### [EXTRACTED ENTRIES]
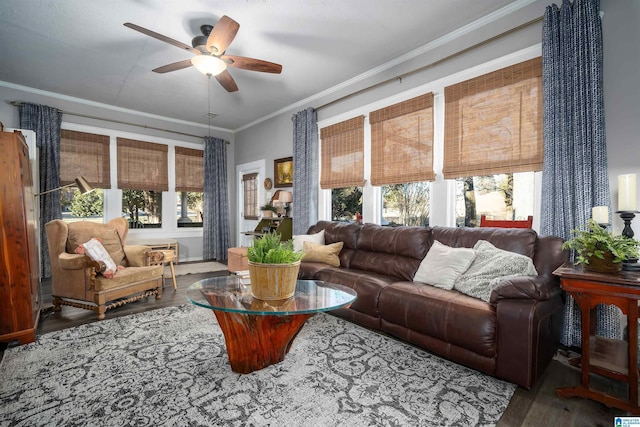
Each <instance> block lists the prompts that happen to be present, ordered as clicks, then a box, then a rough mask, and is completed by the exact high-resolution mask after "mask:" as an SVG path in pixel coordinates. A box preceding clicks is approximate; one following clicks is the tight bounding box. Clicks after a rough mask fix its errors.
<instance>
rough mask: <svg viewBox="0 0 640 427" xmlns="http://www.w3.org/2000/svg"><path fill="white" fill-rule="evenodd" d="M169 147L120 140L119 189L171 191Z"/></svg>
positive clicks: (118, 144)
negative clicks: (168, 157) (168, 151)
mask: <svg viewBox="0 0 640 427" xmlns="http://www.w3.org/2000/svg"><path fill="white" fill-rule="evenodd" d="M168 151H169V147H168V146H167V145H163V144H154V143H153V142H144V141H136V140H133V139H126V138H118V188H120V189H129V190H148V191H169V178H168V175H169V172H168V171H169V168H168V160H167V153H168Z"/></svg>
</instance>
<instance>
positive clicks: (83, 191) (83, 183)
mask: <svg viewBox="0 0 640 427" xmlns="http://www.w3.org/2000/svg"><path fill="white" fill-rule="evenodd" d="M73 186H75V187H78V190H80V194H87V193H88V192H90V191H93V187H92V186H91V185H90V184H89V183H88V182H87V180H86V179H84V177H82V176H79V177H77V178H76V179H74V180H73V182H72V183H71V184H67V185H63V186H62V187H58V188H52V189H51V190H47V191H43V192H42V193H37V194H34V196H42V195H43V194H47V193H52V192H54V191H58V190H62V189H63V188H69V187H73Z"/></svg>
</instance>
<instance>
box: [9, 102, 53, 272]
mask: <svg viewBox="0 0 640 427" xmlns="http://www.w3.org/2000/svg"><path fill="white" fill-rule="evenodd" d="M18 113H19V116H20V129H29V130H32V131H34V132H35V133H36V146H37V147H38V149H39V156H40V171H39V172H40V183H39V184H40V187H39V188H40V190H39V191H40V192H43V191H47V190H51V189H54V188H58V187H60V125H61V123H62V111H60V110H58V109H56V108H53V107H48V106H46V105H36V104H27V103H22V104H20V105H19V106H18ZM38 197H39V201H40V221H39V222H40V224H39V228H40V242H41V245H40V275H41V277H50V276H51V264H50V262H49V250H48V249H47V236H46V234H45V230H44V225H45V224H46V223H47V222H49V221H51V220H54V219H60V218H62V208H61V207H60V192H59V191H52V192H51V193H48V194H43V195H42V196H38Z"/></svg>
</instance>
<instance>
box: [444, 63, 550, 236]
mask: <svg viewBox="0 0 640 427" xmlns="http://www.w3.org/2000/svg"><path fill="white" fill-rule="evenodd" d="M542 150H543V140H542V61H541V58H534V59H532V60H529V61H525V62H522V63H520V64H516V65H513V66H510V67H507V68H503V69H501V70H498V71H495V72H492V73H489V74H485V75H483V76H479V77H476V78H474V79H471V80H467V81H464V82H461V83H458V84H455V85H452V86H449V87H446V88H445V129H444V168H443V174H444V177H445V178H447V179H451V178H455V179H456V183H457V184H456V189H457V191H456V223H457V224H458V225H465V226H476V225H478V224H479V218H480V215H482V214H486V215H487V216H491V217H493V218H494V219H521V218H522V219H524V218H526V217H527V216H528V215H532V214H533V194H534V191H533V180H534V172H535V171H540V170H542V158H543V152H542Z"/></svg>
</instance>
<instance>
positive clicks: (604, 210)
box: [591, 206, 609, 224]
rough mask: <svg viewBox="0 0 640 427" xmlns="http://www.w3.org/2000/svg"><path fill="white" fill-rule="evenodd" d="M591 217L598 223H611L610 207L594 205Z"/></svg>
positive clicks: (595, 221) (592, 207)
mask: <svg viewBox="0 0 640 427" xmlns="http://www.w3.org/2000/svg"><path fill="white" fill-rule="evenodd" d="M591 219H593V220H594V221H595V222H597V223H598V224H609V208H608V207H607V206H594V207H592V208H591Z"/></svg>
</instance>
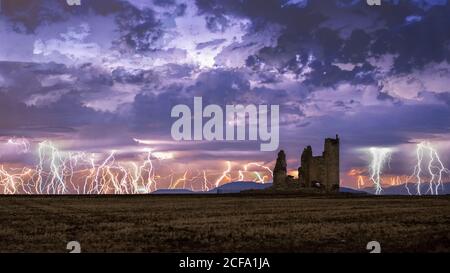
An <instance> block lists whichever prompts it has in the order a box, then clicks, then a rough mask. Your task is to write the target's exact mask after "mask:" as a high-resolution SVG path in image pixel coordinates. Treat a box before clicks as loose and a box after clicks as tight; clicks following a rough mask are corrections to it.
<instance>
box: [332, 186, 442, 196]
mask: <svg viewBox="0 0 450 273" xmlns="http://www.w3.org/2000/svg"><path fill="white" fill-rule="evenodd" d="M408 189H409V192H408ZM340 191H341V192H349V193H362V192H366V193H369V194H375V189H374V188H373V187H370V188H363V189H359V190H355V189H351V188H341V189H340ZM420 192H421V194H422V195H427V194H431V193H430V192H429V184H426V183H425V184H421V185H420ZM438 192H439V194H440V195H448V194H450V183H444V184H443V186H440V187H439V189H438ZM381 194H382V195H417V184H416V183H409V184H408V187H406V185H405V184H403V185H398V186H391V187H386V188H383V191H382V192H381Z"/></svg>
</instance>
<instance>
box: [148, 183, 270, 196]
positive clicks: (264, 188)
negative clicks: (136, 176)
mask: <svg viewBox="0 0 450 273" xmlns="http://www.w3.org/2000/svg"><path fill="white" fill-rule="evenodd" d="M271 186H272V183H266V184H262V183H256V182H253V181H237V182H231V183H227V184H224V185H222V186H219V187H217V188H214V189H212V190H210V191H207V192H196V191H191V190H187V189H161V190H157V191H154V192H152V194H222V193H239V192H241V191H246V190H263V189H266V188H269V187H271Z"/></svg>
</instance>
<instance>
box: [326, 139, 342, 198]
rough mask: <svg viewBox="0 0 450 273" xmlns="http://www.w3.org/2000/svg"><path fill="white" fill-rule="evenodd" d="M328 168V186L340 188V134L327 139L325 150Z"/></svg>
mask: <svg viewBox="0 0 450 273" xmlns="http://www.w3.org/2000/svg"><path fill="white" fill-rule="evenodd" d="M323 157H324V159H325V169H326V183H325V184H326V187H327V189H329V190H334V189H339V180H340V178H339V167H340V166H339V136H338V135H336V138H335V139H333V138H327V139H325V147H324V152H323Z"/></svg>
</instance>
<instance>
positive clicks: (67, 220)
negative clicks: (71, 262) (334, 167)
mask: <svg viewBox="0 0 450 273" xmlns="http://www.w3.org/2000/svg"><path fill="white" fill-rule="evenodd" d="M373 240H375V241H378V242H380V244H381V249H382V252H449V251H450V197H449V196H441V197H373V196H366V197H349V196H299V195H219V196H216V195H214V196H211V195H192V196H184V195H173V196H155V195H150V196H58V197H55V196H0V252H68V250H66V245H67V242H69V241H78V242H80V244H81V249H82V251H83V252H233V253H239V252H257V253H261V252H368V251H367V250H366V245H367V243H368V242H369V241H373Z"/></svg>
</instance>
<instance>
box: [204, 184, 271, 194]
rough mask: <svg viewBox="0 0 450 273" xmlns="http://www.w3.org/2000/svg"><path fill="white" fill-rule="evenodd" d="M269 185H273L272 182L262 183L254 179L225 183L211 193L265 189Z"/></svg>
mask: <svg viewBox="0 0 450 273" xmlns="http://www.w3.org/2000/svg"><path fill="white" fill-rule="evenodd" d="M269 187H272V183H266V184H262V183H256V182H253V181H238V182H232V183H227V184H223V185H222V186H220V187H217V188H215V189H212V190H210V191H209V193H238V192H241V191H248V190H263V189H267V188H269Z"/></svg>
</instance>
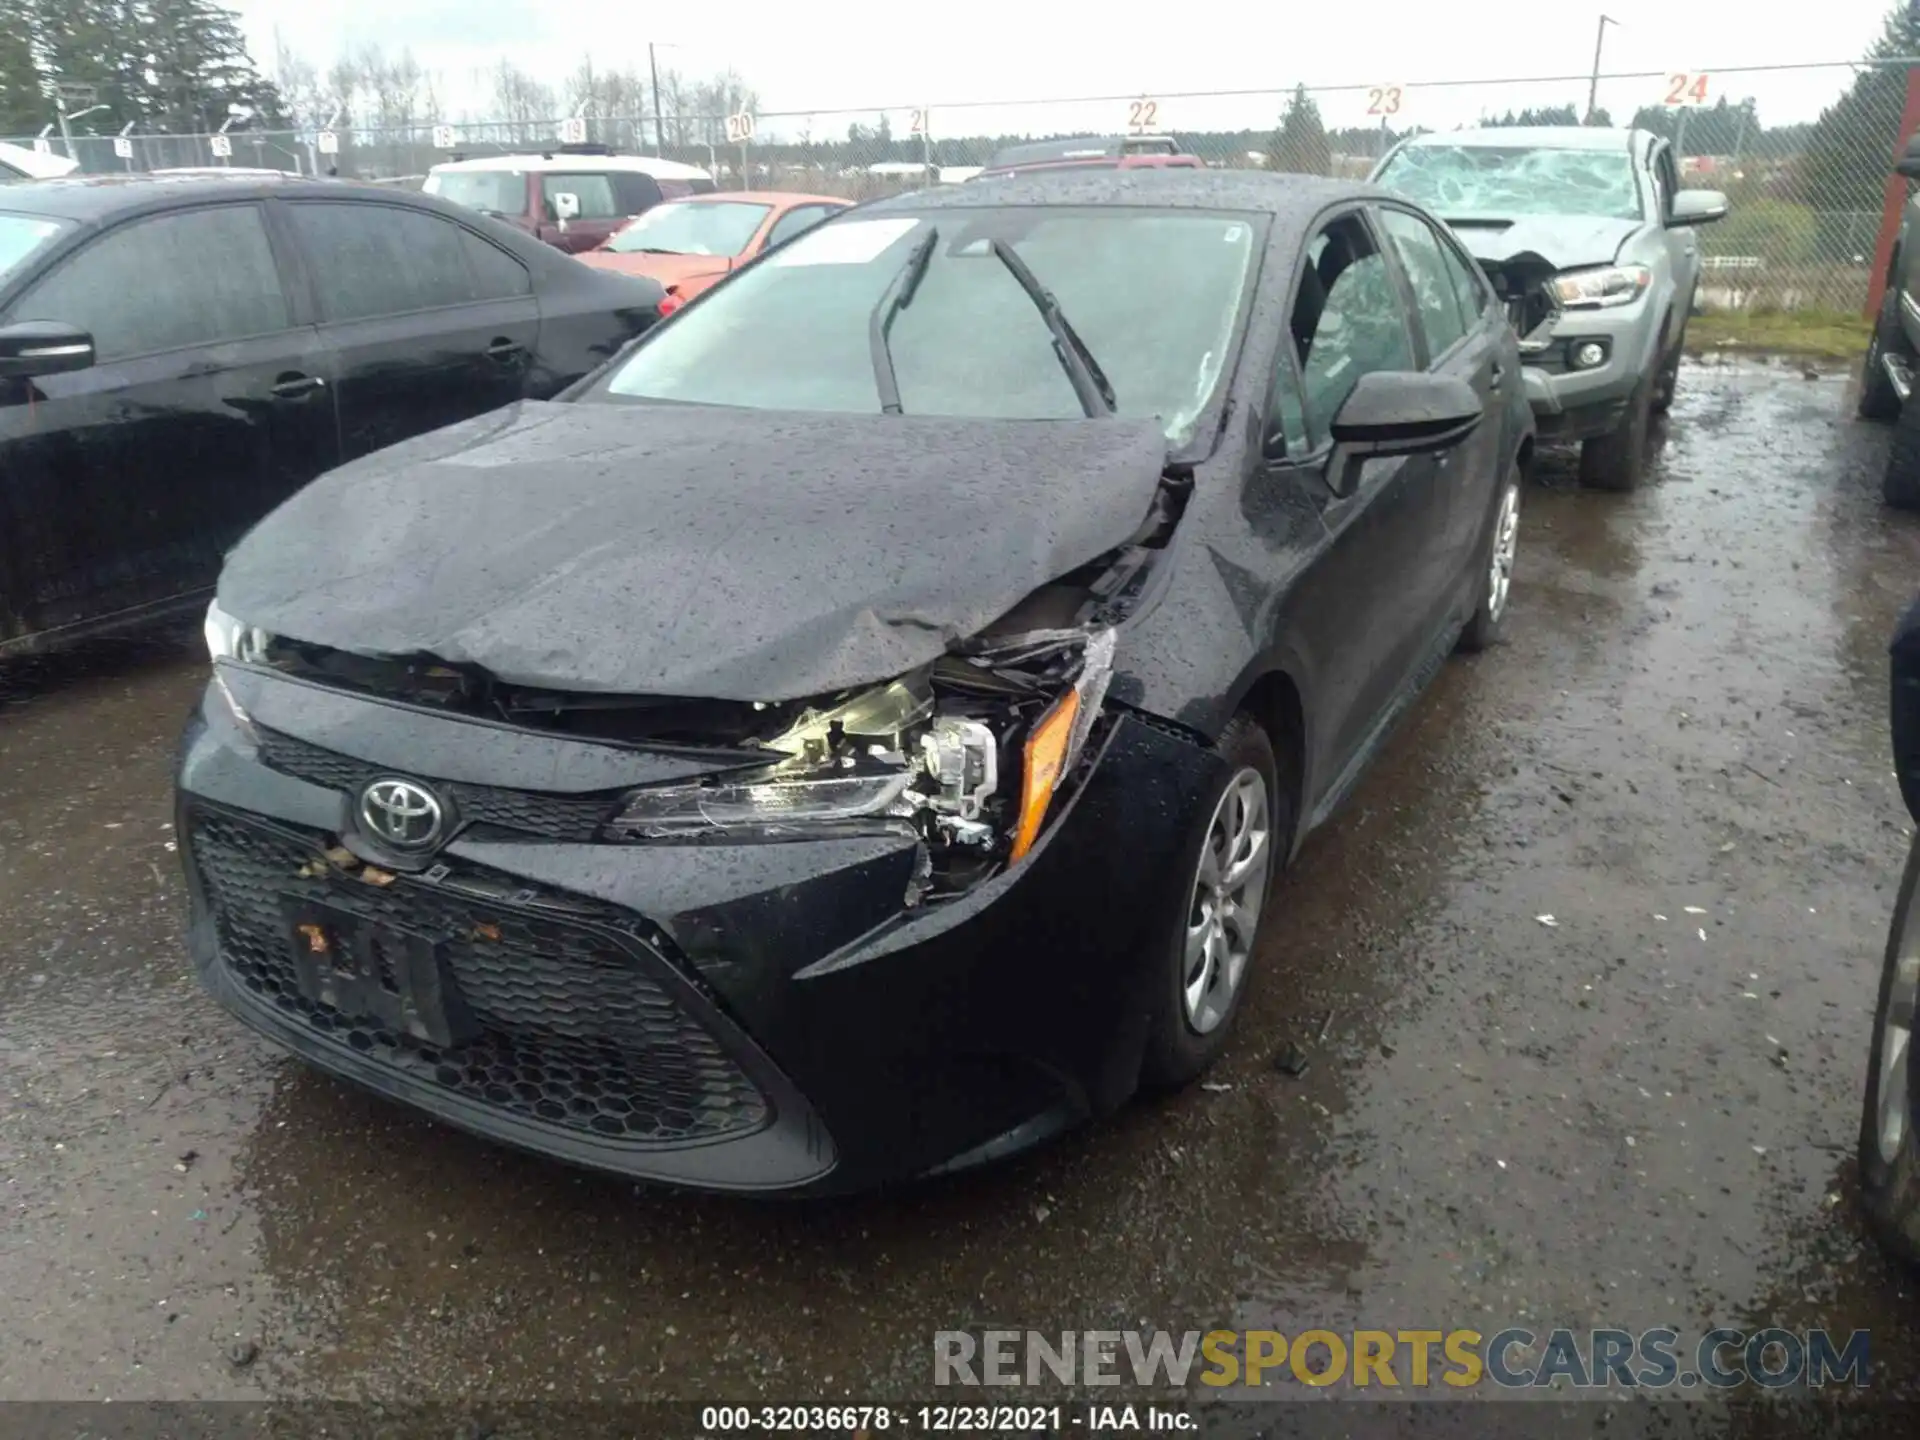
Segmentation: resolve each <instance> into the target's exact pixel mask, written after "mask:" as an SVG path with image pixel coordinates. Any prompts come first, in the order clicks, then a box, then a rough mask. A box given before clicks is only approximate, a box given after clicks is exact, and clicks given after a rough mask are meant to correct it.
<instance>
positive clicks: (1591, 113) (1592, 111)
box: [1584, 15, 1620, 125]
mask: <svg viewBox="0 0 1920 1440" xmlns="http://www.w3.org/2000/svg"><path fill="white" fill-rule="evenodd" d="M1619 23H1620V21H1617V19H1615V17H1613V15H1601V17H1599V29H1597V33H1596V35H1594V79H1592V81H1588V86H1586V121H1584V123H1586V125H1592V123H1594V111H1596V109H1599V52H1601V46H1605V44H1607V27H1609V25H1619Z"/></svg>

### [TASK ITEM]
Copy each line of the data above that contains the word "lists", matching its case exactly.

### [RESPONSE TO THIS TASK]
Each <instance> block lists the prompts that happen to be present, ordered as clicks, then a box, then a rough mask, and is completed by the exact high-resolution mask after "mask:" as an SVG path in pixel coordinates. A box preceding clicks is approximate; one following clicks is the tight bounding box. Clicks after a rough mask fix its errors.
An <instance> block lists whichever prompts it has in the order a box, then clicks, then a rough mask. Your task is to write the target's exact mask after "mask:" as a high-resolution SVG path in image pixel coordinates. Treat a box before clicks as loose and a box after clicks as tight; clicks following a rough mask are corrections to it.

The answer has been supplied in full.